[Source records]

------------------------------------

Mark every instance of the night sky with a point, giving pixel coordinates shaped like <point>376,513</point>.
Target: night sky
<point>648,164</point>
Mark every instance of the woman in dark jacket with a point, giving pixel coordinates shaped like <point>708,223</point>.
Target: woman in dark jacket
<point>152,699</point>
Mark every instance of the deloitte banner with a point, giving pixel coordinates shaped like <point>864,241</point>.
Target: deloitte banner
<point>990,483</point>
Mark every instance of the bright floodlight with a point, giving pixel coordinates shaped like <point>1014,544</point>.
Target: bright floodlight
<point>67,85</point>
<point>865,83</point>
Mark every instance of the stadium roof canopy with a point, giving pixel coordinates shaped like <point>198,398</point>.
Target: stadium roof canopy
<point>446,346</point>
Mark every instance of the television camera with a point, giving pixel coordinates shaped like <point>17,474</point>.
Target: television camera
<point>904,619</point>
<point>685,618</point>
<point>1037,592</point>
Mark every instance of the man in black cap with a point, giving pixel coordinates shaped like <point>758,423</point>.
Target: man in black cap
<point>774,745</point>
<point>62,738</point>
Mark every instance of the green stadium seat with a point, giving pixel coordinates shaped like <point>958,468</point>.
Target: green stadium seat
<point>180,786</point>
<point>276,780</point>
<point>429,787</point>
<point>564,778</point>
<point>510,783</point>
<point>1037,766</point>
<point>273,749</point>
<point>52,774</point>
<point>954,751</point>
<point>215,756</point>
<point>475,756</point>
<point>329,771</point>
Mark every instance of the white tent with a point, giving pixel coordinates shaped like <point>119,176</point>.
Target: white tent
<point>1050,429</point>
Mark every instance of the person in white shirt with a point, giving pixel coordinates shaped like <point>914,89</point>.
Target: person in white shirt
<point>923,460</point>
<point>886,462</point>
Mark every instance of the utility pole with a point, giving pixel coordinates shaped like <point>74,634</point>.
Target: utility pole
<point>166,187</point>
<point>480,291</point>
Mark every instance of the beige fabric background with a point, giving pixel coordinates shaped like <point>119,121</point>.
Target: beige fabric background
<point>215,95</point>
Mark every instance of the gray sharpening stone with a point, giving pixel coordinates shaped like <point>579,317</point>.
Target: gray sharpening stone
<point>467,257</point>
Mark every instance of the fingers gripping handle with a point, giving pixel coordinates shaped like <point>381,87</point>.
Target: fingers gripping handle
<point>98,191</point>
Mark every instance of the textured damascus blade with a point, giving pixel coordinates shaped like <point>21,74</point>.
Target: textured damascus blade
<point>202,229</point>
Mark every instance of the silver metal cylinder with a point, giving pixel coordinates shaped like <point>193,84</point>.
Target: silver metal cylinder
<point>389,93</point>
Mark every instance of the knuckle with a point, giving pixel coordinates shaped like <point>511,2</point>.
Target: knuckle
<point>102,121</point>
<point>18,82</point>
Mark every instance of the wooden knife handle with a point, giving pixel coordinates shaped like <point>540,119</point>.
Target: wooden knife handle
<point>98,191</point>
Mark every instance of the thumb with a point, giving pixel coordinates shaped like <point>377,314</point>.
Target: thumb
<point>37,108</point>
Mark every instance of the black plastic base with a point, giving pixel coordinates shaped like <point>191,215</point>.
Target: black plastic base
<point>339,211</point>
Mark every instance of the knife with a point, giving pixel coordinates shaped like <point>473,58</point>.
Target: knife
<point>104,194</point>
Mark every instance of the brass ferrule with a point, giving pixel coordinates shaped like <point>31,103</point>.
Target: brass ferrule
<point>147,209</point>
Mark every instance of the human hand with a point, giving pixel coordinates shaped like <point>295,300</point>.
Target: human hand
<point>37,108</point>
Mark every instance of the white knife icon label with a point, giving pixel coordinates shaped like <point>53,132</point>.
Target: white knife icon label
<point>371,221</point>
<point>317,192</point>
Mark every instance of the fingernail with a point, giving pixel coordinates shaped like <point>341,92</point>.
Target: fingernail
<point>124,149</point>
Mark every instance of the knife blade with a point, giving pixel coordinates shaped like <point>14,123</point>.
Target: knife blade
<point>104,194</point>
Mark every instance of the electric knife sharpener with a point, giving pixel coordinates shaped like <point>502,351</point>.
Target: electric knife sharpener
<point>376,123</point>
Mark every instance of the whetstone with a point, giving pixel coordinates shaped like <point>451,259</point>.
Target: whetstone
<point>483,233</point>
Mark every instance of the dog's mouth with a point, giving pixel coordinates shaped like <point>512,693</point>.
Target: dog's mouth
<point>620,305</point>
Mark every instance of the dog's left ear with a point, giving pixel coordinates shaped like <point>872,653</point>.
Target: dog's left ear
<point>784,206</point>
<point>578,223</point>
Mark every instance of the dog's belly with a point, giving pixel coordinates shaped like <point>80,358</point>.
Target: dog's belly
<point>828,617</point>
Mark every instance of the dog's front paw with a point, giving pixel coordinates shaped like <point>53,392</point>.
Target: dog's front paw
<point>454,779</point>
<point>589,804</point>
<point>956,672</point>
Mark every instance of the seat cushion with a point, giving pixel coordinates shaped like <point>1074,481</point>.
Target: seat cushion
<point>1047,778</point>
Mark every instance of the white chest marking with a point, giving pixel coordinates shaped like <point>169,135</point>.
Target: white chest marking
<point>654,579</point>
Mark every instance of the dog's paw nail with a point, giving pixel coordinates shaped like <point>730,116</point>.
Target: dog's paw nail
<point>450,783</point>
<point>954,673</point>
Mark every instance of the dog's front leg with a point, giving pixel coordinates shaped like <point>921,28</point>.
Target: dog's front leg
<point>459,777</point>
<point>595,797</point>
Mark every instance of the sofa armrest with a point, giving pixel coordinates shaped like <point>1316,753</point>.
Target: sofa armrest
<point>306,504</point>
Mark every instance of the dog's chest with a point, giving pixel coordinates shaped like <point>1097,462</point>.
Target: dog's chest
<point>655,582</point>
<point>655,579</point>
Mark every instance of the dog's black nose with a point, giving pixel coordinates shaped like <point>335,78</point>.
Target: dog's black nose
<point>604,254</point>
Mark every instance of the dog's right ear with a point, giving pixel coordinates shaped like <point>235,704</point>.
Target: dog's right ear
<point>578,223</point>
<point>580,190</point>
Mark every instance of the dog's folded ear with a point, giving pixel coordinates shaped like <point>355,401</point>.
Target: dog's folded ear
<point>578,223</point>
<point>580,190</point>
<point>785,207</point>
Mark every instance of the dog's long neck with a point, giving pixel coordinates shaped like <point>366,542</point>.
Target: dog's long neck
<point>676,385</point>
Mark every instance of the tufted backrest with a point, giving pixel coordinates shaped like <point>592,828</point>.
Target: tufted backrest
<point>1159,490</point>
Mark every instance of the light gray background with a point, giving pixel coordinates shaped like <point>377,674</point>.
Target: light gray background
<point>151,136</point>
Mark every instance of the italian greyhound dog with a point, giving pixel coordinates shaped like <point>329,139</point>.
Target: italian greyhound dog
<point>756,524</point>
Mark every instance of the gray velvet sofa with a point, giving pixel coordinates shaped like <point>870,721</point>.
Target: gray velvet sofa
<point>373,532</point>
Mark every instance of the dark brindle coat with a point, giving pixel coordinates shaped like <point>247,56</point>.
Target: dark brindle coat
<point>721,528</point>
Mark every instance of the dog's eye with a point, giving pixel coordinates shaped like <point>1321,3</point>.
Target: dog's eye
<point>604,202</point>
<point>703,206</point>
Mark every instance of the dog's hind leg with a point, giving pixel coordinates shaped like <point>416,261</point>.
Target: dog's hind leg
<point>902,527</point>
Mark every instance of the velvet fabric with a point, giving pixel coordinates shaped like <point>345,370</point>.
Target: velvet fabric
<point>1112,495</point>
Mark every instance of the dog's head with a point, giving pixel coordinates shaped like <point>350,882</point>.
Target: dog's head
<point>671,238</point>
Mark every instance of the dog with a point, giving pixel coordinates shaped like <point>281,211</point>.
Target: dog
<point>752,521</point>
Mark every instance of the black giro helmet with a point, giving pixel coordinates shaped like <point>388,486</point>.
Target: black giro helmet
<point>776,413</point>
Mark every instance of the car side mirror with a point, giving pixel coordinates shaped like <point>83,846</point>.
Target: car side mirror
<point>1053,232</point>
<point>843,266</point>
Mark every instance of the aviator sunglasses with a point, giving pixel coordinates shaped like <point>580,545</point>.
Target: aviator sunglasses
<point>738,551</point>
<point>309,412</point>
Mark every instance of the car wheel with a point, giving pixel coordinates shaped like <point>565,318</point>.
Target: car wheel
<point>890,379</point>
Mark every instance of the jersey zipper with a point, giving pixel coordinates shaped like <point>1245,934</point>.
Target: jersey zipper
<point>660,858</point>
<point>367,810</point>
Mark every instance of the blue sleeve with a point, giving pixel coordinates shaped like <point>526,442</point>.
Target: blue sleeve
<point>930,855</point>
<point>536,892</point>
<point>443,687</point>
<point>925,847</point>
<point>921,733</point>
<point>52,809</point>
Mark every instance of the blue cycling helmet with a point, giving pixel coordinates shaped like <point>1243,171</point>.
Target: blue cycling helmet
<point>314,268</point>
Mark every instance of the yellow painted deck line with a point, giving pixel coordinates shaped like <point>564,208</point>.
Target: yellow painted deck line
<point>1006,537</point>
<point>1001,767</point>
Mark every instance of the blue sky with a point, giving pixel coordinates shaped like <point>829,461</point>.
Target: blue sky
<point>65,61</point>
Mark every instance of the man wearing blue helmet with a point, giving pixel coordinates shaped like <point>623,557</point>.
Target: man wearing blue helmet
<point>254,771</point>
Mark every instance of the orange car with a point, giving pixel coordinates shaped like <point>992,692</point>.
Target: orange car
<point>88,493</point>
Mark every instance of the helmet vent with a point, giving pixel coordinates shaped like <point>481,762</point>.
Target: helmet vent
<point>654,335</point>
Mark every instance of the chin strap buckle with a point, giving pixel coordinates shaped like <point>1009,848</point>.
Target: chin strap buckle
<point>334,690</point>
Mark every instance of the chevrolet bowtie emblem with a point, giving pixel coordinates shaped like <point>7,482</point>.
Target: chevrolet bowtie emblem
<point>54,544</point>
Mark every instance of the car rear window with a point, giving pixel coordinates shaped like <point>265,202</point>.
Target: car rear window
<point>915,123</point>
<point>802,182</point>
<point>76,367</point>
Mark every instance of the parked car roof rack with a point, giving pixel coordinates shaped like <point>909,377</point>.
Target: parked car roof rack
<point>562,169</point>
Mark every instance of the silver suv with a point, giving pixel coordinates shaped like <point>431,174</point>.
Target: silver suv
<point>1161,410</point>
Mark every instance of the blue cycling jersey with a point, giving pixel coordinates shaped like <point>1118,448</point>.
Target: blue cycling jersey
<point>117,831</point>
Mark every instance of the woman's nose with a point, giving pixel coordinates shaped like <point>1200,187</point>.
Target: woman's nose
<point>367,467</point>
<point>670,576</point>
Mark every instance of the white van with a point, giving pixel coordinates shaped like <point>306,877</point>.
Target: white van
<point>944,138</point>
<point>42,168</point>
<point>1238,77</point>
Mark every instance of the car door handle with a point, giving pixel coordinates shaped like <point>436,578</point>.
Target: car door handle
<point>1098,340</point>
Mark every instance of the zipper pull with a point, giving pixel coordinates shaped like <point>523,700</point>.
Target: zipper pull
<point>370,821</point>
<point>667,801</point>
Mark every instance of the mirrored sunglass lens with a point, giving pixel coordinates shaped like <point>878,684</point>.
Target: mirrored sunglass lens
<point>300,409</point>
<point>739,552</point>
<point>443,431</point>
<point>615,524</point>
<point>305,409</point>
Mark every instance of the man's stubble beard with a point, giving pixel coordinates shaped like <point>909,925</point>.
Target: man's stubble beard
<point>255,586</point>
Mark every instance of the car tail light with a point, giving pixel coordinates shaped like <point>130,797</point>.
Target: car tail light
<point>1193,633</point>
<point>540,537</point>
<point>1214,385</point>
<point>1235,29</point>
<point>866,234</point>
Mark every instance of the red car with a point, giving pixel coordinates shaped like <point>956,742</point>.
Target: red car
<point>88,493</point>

------------------------------------

- **Instructions to follow**: Render the rows from the line with "Mark every instance of the dog's head" up to and including the line with "<point>367,810</point>" as a numbered list, omitting blank lines.

- **Written solution**:
1. Mark every instance of the dog's head with a point, giving pixel coordinates shaped like <point>350,882</point>.
2. Target: dog's head
3. <point>671,238</point>
4. Mark every instance of the dog with a point, giving pixel coordinates shaped like <point>281,211</point>.
5. Target: dog
6. <point>752,521</point>
7. Mark every instance of the black giro helmet with a point, giving pixel coordinates shaped like <point>388,486</point>.
8. Target: black giro helmet
9. <point>776,413</point>
10. Mark every instance of the car side mirror with a point, giving pixel coordinates shaped like <point>83,846</point>.
11. Target: car side mirror
12. <point>1053,232</point>
13. <point>843,266</point>
14. Mark every instance of the aviator sunglasses with a point, giving pixel coordinates shaped like <point>580,545</point>.
15. Target: aviator sunglasses
16. <point>738,551</point>
17. <point>309,412</point>
18. Mark every instance of the car wheel with a point, giving pixel coordinates shaped like <point>565,318</point>.
19. Target: car wheel
20. <point>890,379</point>
21. Mark every instance of the jersey zipper with a point, giving pixel coordinates shaped like <point>1245,934</point>.
22. Target: jersey zipper
23. <point>660,858</point>
24. <point>367,810</point>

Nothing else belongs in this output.